BEGIN Material for this task

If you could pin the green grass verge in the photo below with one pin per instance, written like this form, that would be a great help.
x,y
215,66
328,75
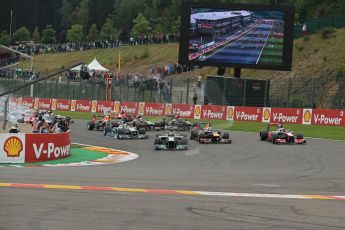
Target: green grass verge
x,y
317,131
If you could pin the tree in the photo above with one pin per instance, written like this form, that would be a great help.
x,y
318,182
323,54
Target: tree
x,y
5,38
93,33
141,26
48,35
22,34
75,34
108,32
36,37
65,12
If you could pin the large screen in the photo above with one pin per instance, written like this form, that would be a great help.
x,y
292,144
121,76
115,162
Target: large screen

END Material for this task
BEGIN Material for this task

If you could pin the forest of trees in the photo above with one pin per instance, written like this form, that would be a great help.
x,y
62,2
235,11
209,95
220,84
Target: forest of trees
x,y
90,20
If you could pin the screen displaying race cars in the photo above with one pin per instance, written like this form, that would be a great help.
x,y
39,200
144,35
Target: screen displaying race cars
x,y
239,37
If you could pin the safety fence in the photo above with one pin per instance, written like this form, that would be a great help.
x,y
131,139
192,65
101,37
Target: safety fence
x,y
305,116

END Material for this task

### [Required task]
Return, word for word, the stretch of entries from the line containing "If you could pin the tree" through the line containing "Target: large screen".

### [Output for this exercise]
If you could pin the tree in the photo above with one pin per instance, written like this form, that would be a great help.
x,y
318,182
323,54
Target: tree
x,y
5,38
93,33
141,26
48,35
22,34
75,34
108,32
36,37
65,12
If you could pin the large screen in the photo above with one pin per instance, written like this form, that would be a great help.
x,y
292,144
121,76
115,162
Target: large screen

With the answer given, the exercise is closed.